[GOAL OF THE EXERCISE]: The records below must be returned in full and unaltered.

[Stored data entries]
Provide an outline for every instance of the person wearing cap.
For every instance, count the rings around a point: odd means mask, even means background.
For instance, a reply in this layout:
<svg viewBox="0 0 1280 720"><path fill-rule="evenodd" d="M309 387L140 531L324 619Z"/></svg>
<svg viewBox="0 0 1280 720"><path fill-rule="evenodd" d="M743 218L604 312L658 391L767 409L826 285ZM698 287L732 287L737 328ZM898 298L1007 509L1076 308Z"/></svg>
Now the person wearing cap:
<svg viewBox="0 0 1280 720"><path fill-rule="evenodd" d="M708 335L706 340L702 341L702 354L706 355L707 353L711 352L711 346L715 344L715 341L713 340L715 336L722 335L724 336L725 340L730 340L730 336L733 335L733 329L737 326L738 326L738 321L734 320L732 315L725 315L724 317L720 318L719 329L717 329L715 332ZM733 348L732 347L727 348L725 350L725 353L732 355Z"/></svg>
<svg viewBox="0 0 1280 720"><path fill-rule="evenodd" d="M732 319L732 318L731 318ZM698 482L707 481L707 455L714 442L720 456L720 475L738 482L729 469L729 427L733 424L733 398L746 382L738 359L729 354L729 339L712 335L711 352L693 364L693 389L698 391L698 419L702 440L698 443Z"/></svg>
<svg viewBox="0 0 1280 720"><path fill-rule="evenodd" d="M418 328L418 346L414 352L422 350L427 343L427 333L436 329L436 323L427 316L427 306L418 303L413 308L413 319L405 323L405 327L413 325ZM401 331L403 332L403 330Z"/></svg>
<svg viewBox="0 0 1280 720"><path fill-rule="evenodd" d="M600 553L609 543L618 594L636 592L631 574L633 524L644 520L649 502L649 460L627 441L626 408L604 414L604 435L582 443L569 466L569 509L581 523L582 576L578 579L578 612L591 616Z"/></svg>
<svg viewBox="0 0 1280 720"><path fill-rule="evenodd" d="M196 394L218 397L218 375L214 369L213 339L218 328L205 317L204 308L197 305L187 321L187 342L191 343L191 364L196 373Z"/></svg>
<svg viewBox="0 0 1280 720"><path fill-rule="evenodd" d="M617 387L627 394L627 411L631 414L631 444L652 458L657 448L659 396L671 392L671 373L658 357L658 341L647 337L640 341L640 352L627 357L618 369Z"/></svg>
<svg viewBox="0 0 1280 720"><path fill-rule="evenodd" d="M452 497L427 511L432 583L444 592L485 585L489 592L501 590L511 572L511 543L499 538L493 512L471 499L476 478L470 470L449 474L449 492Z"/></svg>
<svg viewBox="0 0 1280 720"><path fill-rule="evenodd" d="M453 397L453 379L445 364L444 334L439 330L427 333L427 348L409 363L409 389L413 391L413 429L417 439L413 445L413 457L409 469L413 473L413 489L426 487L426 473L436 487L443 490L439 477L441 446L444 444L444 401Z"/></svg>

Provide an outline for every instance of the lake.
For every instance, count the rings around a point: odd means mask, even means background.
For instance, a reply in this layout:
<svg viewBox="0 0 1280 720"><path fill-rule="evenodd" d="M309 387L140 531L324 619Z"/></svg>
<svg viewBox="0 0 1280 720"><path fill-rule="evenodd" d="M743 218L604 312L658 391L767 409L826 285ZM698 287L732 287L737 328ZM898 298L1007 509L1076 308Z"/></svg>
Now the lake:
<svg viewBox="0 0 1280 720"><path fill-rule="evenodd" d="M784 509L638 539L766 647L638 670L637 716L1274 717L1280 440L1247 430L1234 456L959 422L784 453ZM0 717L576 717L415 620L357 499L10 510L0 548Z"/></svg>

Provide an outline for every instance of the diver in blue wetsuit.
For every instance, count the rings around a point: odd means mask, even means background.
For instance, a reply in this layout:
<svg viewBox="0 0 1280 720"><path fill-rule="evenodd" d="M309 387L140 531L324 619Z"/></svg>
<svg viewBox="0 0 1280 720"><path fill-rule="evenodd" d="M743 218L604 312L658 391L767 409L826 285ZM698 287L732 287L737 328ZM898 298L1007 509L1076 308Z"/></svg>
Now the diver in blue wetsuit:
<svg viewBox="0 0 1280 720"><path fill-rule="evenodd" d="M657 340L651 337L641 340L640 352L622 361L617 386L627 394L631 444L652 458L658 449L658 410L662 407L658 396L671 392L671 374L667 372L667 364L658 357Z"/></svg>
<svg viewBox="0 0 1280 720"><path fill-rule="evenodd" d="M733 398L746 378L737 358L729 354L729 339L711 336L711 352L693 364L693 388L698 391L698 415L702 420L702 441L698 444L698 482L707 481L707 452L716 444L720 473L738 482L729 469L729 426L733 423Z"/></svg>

[RESULT]:
Provide an outline for every instance of the person wearing cap.
For every instance, count the rings around a point: odd means mask, even means background.
For instance, a reply in this layout:
<svg viewBox="0 0 1280 720"><path fill-rule="evenodd" d="M309 387L140 531L324 619Z"/></svg>
<svg viewBox="0 0 1280 720"><path fill-rule="evenodd" d="M743 218L604 312L658 391L767 409L826 285ZM698 287L732 287L737 328ZM898 298L1007 509L1076 308Z"/></svg>
Now the person wearing cap:
<svg viewBox="0 0 1280 720"><path fill-rule="evenodd" d="M708 335L706 340L702 341L702 354L706 355L707 353L711 352L711 346L715 344L715 341L713 340L715 336L722 335L724 336L725 340L730 340L730 336L733 335L733 329L737 326L738 326L738 321L734 320L732 315L725 315L724 317L720 318L719 329L717 329L715 332ZM733 348L732 347L727 348L725 350L725 353L732 355Z"/></svg>
<svg viewBox="0 0 1280 720"><path fill-rule="evenodd" d="M732 319L732 318L731 318ZM698 482L707 481L707 455L714 442L720 456L720 475L738 482L729 469L729 427L733 424L733 398L746 382L738 359L729 354L729 339L712 335L711 352L693 364L693 389L698 391L698 419L702 440L698 443Z"/></svg>
<svg viewBox="0 0 1280 720"><path fill-rule="evenodd" d="M418 328L418 346L414 352L422 350L427 343L427 333L436 329L436 323L427 316L427 306L418 303L413 308L413 319L405 323L405 327L413 325ZM401 331L403 332L403 330Z"/></svg>
<svg viewBox="0 0 1280 720"><path fill-rule="evenodd" d="M600 553L609 543L618 594L636 592L631 574L633 524L644 520L649 502L649 460L627 441L626 408L604 414L604 435L582 443L569 466L569 509L581 523L582 576L578 579L578 612L591 616Z"/></svg>
<svg viewBox="0 0 1280 720"><path fill-rule="evenodd" d="M196 394L218 397L218 375L214 369L213 339L218 328L205 317L204 308L197 305L187 321L187 342L191 343L191 364L196 373Z"/></svg>
<svg viewBox="0 0 1280 720"><path fill-rule="evenodd" d="M617 387L627 394L627 411L631 414L631 444L652 458L657 448L659 396L671 392L671 373L658 357L658 341L647 337L640 341L640 352L627 357L618 369Z"/></svg>
<svg viewBox="0 0 1280 720"><path fill-rule="evenodd" d="M452 497L427 511L432 583L444 592L485 585L489 592L501 590L511 572L511 543L499 538L493 512L471 499L476 478L470 470L449 474L449 492Z"/></svg>
<svg viewBox="0 0 1280 720"><path fill-rule="evenodd" d="M453 397L453 379L445 364L444 334L439 330L427 333L427 348L409 363L409 389L413 391L413 429L417 439L413 445L413 457L409 469L413 473L413 489L426 487L426 473L436 487L443 490L439 477L441 446L444 444L444 401Z"/></svg>

Provide an outline for every instance of the lake.
For every instance, count the rings around a point: odd means mask, even means background.
For instance, a reply in this layout:
<svg viewBox="0 0 1280 720"><path fill-rule="evenodd" d="M309 387L140 531L324 619Z"/></svg>
<svg viewBox="0 0 1280 720"><path fill-rule="evenodd" d="M743 218L604 312L658 391L767 409L826 285ZM698 287L732 287L737 328ZM898 298L1007 509L1076 308Z"/></svg>
Now the lake:
<svg viewBox="0 0 1280 720"><path fill-rule="evenodd" d="M784 509L638 539L766 647L638 670L637 716L1274 717L1280 440L1247 430L1234 456L959 422L784 453ZM0 717L576 717L415 620L357 499L10 510L0 548Z"/></svg>

Provide an outline for every instance of the diver in blue wetsuit.
For every instance, count the rings around a point: odd means mask, even means background.
For instance, a reply in this layout:
<svg viewBox="0 0 1280 720"><path fill-rule="evenodd" d="M309 387L140 531L324 619Z"/></svg>
<svg viewBox="0 0 1280 720"><path fill-rule="evenodd" d="M743 218L604 312L658 391L767 409L826 285ZM698 287L732 287L737 328ZM898 298L1007 509L1076 308Z"/></svg>
Now the diver in blue wetsuit:
<svg viewBox="0 0 1280 720"><path fill-rule="evenodd" d="M657 340L651 337L641 340L640 352L622 361L617 386L627 394L631 444L652 458L658 449L658 410L662 407L658 396L671 392L671 374L667 372L667 364L658 357Z"/></svg>
<svg viewBox="0 0 1280 720"><path fill-rule="evenodd" d="M733 398L746 378L737 358L729 354L729 339L711 336L711 352L693 364L693 388L698 391L698 415L702 420L702 441L698 444L698 482L707 481L707 452L716 444L720 473L738 482L729 469L729 426L733 423Z"/></svg>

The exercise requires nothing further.